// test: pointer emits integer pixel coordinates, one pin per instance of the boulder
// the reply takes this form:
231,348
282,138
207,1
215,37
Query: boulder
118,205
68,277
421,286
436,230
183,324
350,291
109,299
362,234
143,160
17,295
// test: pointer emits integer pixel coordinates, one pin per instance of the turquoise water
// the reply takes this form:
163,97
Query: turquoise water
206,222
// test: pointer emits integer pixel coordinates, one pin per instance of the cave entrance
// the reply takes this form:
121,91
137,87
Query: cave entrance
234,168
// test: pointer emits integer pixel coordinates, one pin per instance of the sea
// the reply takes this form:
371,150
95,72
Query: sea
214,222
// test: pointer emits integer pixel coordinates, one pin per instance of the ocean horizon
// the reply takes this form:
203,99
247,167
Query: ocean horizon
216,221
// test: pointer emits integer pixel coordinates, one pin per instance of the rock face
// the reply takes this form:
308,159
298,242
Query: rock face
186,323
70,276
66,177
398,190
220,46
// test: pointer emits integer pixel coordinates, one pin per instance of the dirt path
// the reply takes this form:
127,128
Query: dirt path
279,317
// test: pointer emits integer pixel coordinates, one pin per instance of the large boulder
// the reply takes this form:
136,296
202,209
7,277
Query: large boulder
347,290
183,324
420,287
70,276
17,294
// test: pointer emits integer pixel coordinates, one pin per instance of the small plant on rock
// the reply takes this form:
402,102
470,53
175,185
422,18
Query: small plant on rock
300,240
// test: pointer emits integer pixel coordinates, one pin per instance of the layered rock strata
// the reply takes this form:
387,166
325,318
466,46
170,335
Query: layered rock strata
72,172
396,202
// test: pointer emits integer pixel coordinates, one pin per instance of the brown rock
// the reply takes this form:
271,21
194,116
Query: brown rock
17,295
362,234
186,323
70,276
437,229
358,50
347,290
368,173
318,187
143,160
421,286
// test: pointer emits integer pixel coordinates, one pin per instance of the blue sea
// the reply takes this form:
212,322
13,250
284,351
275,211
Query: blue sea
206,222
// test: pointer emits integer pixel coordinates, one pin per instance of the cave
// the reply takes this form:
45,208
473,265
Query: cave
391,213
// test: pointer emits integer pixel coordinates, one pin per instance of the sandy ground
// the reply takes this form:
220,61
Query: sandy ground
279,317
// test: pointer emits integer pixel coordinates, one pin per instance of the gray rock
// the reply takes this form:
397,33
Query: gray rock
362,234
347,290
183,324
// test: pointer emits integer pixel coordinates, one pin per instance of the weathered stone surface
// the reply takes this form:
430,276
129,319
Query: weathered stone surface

================================

**Exercise prompt:** Word for word, repeat every line of the data.

**Output of the exercise:**
// test: pointer emits integer pixel coordinates, one pin per instance of the boulder
// the reply takes this form:
231,348
282,138
207,1
215,37
Query: boulder
118,205
68,277
421,286
436,230
183,324
350,291
109,299
362,234
143,160
17,295
// test: pointer emits integer pixel coordinates, one pin per instance of the turquoise water
// the reply takes this form:
163,97
Query: turquoise water
206,222
// test: pointer emits integer pixel coordinates, one pin per instance of the cave entrance
// the reply takes this form:
121,91
137,87
Query: cave entrance
234,168
// test: pointer emits integer pixel coordinates, one pin per instance of the sea
// the reply takes this form:
371,150
95,72
Query: sea
214,222
// test: pointer emits integer pixel coordinates, one pin per instance of the ocean horizon
// the reply takes this form:
203,99
247,167
Query: ocean horizon
216,221
// test: pointer emits integer pixel coordinates, one pin per instance of the rock face
// the reply takes this form:
308,159
298,242
Query: rock face
186,323
70,276
66,177
398,190
220,46
// test: pointer emits integer pixel coordinates, one pin per instance of the dirt path
// the reply takes this form:
127,128
Query: dirt path
279,317
// test: pointer emits integer pixel coordinates, one pin per instance of the large boulder
// the reply takes this form:
136,296
202,209
7,277
Query: large boulder
347,290
183,324
420,287
70,276
17,294
// test: pointer emits integer pixel coordinates, one pin per instance of the small plant on rock
// the reply takes this form:
402,102
470,53
175,185
422,18
Query: small plant on rock
300,240
// test: pointer emits integer pixel coordinates, one pin per instance of the layered rock strata
// the reply takes this form:
387,166
325,318
466,46
170,335
Query: layered rock strata
72,172
396,202
// test: pointer emits integer pixel coordinates, one pin per instance of the brown rock
// the reply takes this form:
271,21
194,116
Query: brown rock
17,295
362,234
186,323
70,276
437,229
358,50
347,290
368,173
318,187
143,160
421,286
// test: pointer emits integer pixel coordinates, one pin per instance of the blue sea
// the reply takes this form:
212,322
13,250
284,351
275,211
Query: blue sea
206,222
// test: pointer emits integer pixel coordinates, one pin per instance of the cave
// the reply takes this form:
45,208
473,265
Query: cave
391,213
// test: pointer emits integer pixel coordinates, one pin per instance of the sandy ground
// the reply takes this form:
220,61
Query: sandy ground
279,317
// test: pointer emits integer pixel coordinates, one pin per instance of the gray rock
// the reply takes this form:
397,33
Query: gray rock
362,234
347,290
183,324
// test: pointer emits integer pixel coordinates, one pin per instance of the weathered stone surface
// the reply takes this form:
430,276
129,319
Query: weathered stone surface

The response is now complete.